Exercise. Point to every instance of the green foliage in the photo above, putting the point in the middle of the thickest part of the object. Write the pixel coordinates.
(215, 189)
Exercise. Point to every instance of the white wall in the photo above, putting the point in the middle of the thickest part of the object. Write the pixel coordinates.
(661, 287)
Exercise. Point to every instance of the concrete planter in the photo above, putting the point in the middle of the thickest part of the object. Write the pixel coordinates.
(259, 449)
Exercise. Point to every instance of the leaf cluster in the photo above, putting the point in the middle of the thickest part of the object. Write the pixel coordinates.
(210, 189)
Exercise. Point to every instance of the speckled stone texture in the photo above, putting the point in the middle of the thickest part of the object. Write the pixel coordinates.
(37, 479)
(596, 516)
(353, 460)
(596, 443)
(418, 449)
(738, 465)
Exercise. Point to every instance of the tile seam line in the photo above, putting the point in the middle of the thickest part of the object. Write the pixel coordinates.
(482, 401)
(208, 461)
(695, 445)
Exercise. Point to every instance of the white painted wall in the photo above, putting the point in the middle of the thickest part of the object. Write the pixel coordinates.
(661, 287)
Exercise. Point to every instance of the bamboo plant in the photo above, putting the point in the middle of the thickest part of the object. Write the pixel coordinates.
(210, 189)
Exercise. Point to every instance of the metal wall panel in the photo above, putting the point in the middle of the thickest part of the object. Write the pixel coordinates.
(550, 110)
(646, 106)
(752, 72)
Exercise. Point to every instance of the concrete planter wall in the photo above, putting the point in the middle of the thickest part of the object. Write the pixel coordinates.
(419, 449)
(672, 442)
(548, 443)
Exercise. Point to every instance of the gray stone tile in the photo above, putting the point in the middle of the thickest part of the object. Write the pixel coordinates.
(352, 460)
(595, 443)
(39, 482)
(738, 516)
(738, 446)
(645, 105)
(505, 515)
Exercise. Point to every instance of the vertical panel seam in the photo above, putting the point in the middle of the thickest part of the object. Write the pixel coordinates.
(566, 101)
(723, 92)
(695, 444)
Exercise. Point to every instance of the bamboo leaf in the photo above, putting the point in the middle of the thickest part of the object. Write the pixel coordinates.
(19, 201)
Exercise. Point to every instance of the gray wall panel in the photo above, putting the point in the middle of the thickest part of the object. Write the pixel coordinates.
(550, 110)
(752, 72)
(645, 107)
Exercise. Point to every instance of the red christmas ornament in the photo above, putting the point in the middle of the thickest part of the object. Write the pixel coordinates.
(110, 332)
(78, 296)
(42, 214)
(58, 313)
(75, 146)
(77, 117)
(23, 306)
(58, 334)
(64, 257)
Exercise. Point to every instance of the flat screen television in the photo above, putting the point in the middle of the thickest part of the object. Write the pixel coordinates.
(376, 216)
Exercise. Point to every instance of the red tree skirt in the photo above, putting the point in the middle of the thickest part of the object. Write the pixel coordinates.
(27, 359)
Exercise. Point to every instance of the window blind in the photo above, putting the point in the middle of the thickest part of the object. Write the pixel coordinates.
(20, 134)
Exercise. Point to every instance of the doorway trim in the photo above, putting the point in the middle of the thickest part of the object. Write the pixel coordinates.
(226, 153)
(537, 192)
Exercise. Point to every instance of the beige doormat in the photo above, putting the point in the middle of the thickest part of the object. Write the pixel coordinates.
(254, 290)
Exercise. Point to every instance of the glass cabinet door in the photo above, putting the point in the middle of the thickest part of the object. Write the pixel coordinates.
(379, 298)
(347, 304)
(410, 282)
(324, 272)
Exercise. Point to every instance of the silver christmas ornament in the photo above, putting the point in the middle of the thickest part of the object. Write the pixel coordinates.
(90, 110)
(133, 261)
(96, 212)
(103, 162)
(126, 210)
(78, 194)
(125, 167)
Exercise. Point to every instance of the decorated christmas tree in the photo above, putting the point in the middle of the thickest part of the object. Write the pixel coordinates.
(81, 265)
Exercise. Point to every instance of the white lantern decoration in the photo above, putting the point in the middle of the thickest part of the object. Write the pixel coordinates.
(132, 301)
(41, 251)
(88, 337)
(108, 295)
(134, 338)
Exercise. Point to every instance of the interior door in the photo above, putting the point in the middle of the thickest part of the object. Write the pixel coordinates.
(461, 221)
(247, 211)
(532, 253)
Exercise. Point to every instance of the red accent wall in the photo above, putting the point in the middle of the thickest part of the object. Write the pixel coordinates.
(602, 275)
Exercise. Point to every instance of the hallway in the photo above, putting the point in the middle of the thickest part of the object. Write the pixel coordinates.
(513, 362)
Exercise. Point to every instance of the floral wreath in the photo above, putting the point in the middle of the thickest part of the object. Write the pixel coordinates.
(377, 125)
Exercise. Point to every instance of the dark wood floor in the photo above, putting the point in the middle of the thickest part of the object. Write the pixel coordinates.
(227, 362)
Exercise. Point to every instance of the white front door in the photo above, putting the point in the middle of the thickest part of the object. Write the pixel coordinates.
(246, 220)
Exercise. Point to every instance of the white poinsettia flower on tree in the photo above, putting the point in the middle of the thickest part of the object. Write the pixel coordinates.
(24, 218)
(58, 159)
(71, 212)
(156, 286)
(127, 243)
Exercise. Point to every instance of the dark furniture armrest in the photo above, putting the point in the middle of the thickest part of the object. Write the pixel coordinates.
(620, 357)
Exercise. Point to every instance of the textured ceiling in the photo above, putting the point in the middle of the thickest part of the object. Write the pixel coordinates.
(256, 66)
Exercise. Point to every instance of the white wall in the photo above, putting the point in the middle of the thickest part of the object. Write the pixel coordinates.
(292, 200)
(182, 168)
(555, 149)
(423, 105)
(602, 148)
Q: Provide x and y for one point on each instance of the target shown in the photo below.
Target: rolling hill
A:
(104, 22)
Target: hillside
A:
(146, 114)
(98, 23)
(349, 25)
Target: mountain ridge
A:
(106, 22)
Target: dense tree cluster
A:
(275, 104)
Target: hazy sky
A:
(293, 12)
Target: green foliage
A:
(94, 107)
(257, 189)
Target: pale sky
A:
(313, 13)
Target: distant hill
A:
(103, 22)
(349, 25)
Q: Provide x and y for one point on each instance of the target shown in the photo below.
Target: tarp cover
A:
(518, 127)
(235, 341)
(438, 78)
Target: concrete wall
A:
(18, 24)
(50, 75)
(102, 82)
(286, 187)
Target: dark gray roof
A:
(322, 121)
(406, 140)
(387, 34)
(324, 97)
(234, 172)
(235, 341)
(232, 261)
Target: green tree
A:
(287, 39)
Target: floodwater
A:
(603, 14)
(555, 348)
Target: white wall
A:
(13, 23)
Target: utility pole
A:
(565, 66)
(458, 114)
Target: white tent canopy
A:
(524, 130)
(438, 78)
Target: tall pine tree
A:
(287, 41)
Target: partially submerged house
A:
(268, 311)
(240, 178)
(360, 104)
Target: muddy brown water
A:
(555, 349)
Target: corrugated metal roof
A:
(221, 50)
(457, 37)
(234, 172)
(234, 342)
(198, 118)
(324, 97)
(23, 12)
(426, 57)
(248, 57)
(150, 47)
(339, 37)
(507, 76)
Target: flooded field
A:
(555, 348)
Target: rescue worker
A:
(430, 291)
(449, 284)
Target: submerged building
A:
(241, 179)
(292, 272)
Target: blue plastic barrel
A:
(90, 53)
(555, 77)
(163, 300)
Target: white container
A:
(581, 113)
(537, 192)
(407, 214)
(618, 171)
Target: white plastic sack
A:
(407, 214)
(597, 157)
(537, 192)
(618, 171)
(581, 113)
- - - - -
__Work required__:
Return every one of the rows above verbatim, without altering, omitting, or reordering anything.

__Task answer__:
Exercise. Point to every instance of the green foliage in the photo above, putting the point in the middle of the thickest part of the object. Write the pixel coordinates.
(215, 189)
Exercise. Point to every instance of the white wall in the photo above, putting the point in the middle of the thickest part of the object. Write the pixel coordinates.
(661, 287)
Exercise. Point to every instance of the concrete planter in the photo above, putting the point in the middle of the thickest part of the object. Write the pixel coordinates.
(259, 449)
Exercise. Point to every instance of the leaf cluster in the photo above, putting the point in the middle of the thickest part of the object. Write the pixel coordinates.
(210, 189)
Exercise. Point to every instance of the speckled stone texture in the photo above, putting the point in the middle of the thickest part of the object. Write the pixel coordinates.
(37, 479)
(596, 516)
(353, 460)
(596, 443)
(418, 449)
(738, 465)
Exercise. Point to every instance of the tile seam line in the photo above, putting the point in the middle of the thickest part of the object. Write the pixel coordinates.
(482, 401)
(208, 461)
(695, 445)
Exercise. Point to every instance of the white painted wall in the photo above, putting the point in the middle of the thickest part of the object. Write the pixel coordinates.
(661, 287)
Exercise. Point to every instance of the bamboo plant in the photo above, putting the point in the middle of the thickest part of the object. Write the pixel coordinates.
(210, 189)
Exercise. Point to every instance of the metal wall panel in the photo above, putting the point in the middle of the thickest part of the object. Write the pixel coordinates.
(550, 110)
(646, 106)
(752, 72)
Exercise. Point to every instance of the concrete planter wall in the photo above, putting the point in the middle of the thickest part of the object. Write the pixel coordinates.
(419, 449)
(672, 442)
(548, 443)
Exercise. Point to every instance of the gray stone tile in the photo above, putting the point in the middle of the thickest part of the object. Write the pixel coordinates.
(352, 460)
(595, 443)
(39, 482)
(738, 516)
(738, 446)
(645, 105)
(505, 515)
Exercise. Point to every instance of the vertical panel seam in the photo above, putting the point in the middle of the thickest part of the object. Write the pixel coordinates.
(566, 101)
(723, 92)
(695, 444)
Exercise. Point to every instance of the bamboo leaf in the photo above, putting the point in the middle of the thickest part of the object. Write the pixel coordinates.
(19, 201)
Exercise. Point to every instance of the gray wall panel in the photo above, putting the point in the middle of the thickest part of the object. Write the pixel coordinates.
(550, 110)
(752, 72)
(645, 107)
Exercise. Point to every instance of the red christmas ornament in the photo above, putting the point in the middle of the thickest part of the object. Write the pixel coordinates.
(110, 332)
(78, 296)
(42, 214)
(58, 313)
(75, 146)
(77, 117)
(23, 306)
(58, 334)
(64, 257)
Exercise. Point to every instance of the flat screen television in the photo above, putting the point in the middle of the thickest part of the object. Write the pixel coordinates.
(376, 216)
Exercise. Point to every instance of the red tree skirt in the photo above, putting the point in the middle of the thickest part of the object. Write the pixel coordinates.
(27, 359)
Exercise. Point to every instance of the window blind in the photo above, putting the point in the middle of the thickest part of the object. Write the pixel coordinates.
(20, 134)
Exercise. Point to every instance of the doorway trim in the photo above, putting the point in the middle of the thickest part of the object. Write the pixel coordinates.
(226, 153)
(537, 192)
Exercise. Point to every instance of the beige doormat in the photo above, putting the point in the middle of the thickest part of the object. Write the pixel coordinates.
(254, 290)
Exercise. Point to every instance of the glass cabinet door in the photo above, putting the point in the middle of the thickest part of the object. Write the pixel coordinates.
(379, 298)
(347, 304)
(410, 282)
(324, 272)
Exercise. Point to every instance of the silver christmas ornament in the photo above, putting the point in the middle of the thickest part of the object. Write the pixel coordinates.
(90, 110)
(133, 261)
(96, 212)
(103, 162)
(126, 210)
(78, 194)
(125, 167)
Exercise. Point to every instance of the decorated christmas tree in the photo above, putting the point in the middle of the thickest part of the object. Write the pixel coordinates.
(81, 265)
Exercise. Point to every instance of the white lantern decoration in the photo above, putting the point in the middle of the thickest part of the object. Write the pixel coordinates.
(132, 301)
(41, 251)
(88, 337)
(108, 295)
(134, 338)
Exercise. Point to every instance of the interior door in the photo above, putting the point in the middle of the thickest part of the object. Write the pixel coordinates.
(461, 221)
(247, 211)
(532, 253)
Exercise. Point to every instance of the red accent wall in the photo above, putting the point in the middle of the thickest part of the object. Write the pixel coordinates.
(602, 275)
Exercise. Point to every instance of the hallway in the photo above, putting the point in the middle of the thickest part of the object. Write the pixel coordinates.
(513, 362)
Exercise. Point to every instance of the floral wreath in the photo above, putting the point in the middle of the thickest part of the object. Write the pixel coordinates.
(377, 125)
Exercise. Point to every instance of the dark wood floor in the photo above, putting the point in the middle of the thickest part of the object. Write the pixel coordinates.
(227, 362)
Exercise. Point to every instance of the white front door in the photo above, putting the point in the middle of the thickest part of the object. Write the pixel coordinates.
(246, 220)
Exercise. Point to every instance of the white poinsettia flower on tree in the photo above, putting the point in the middle of the thickest part of the object. Write the pixel coordinates.
(24, 218)
(58, 159)
(71, 212)
(156, 286)
(127, 243)
Exercise. Point to every instance of the dark furniture armrest in the photo above, putting the point in the middle of the thickest part of the object. Write the pixel coordinates.
(620, 357)
Exercise. Point to every instance of the textured ceiling in the photo above, putting the point in the middle of the thickest part of the object. Write the pixel coordinates.
(256, 66)
Exercise. Point to every instance of the white wall in the photo above, putting the point in the middle of the thickest part of the object. Write the pixel coordinates.
(292, 200)
(182, 168)
(555, 149)
(423, 105)
(602, 148)
Q: Provide x and y for one point on each instance of the target shown in the photo below.
Target: rolling hill
A:
(104, 22)
Target: hillside
A:
(146, 114)
(98, 23)
(349, 25)
Target: mountain ridge
A:
(106, 22)
Target: dense tree cluster
A:
(275, 104)
Target: hazy sky
A:
(293, 12)
Target: green foliage
A:
(94, 107)
(257, 189)
Target: pale sky
A:
(313, 13)
Target: distant hill
A:
(103, 22)
(349, 25)
Q: Provide x and y for one point on each instance of the target shown in the photo below.
Target: tarp cover
A:
(518, 127)
(235, 341)
(438, 78)
Target: concrete wall
A:
(18, 24)
(50, 75)
(102, 82)
(286, 187)
Target: dark gray roof
A:
(322, 121)
(406, 140)
(387, 34)
(324, 97)
(234, 172)
(235, 341)
(232, 261)
Target: green tree
A:
(287, 39)
Target: floodwater
A:
(603, 14)
(555, 348)
Target: white wall
A:
(13, 23)
Target: utility pole
A:
(565, 66)
(458, 114)
Target: white tent canopy
A:
(524, 130)
(438, 78)
Target: tall pine tree
A:
(287, 41)
Target: partially submerged house
A:
(268, 311)
(240, 178)
(360, 104)
Target: muddy brown water
A:
(555, 349)
Target: corrugated metal roof
A:
(221, 50)
(457, 37)
(234, 172)
(234, 342)
(198, 118)
(324, 97)
(23, 12)
(426, 57)
(248, 57)
(150, 47)
(339, 37)
(507, 76)
Target: flooded field
A:
(555, 348)
Target: rescue worker
A:
(430, 291)
(449, 284)
Target: submerged building
A:
(241, 179)
(292, 272)
Target: blue plastic barrel
A:
(90, 53)
(555, 77)
(163, 300)
Target: white container
A:
(581, 113)
(537, 192)
(407, 214)
(618, 171)
Target: white plastic sack
A:
(407, 214)
(597, 157)
(537, 192)
(618, 171)
(581, 113)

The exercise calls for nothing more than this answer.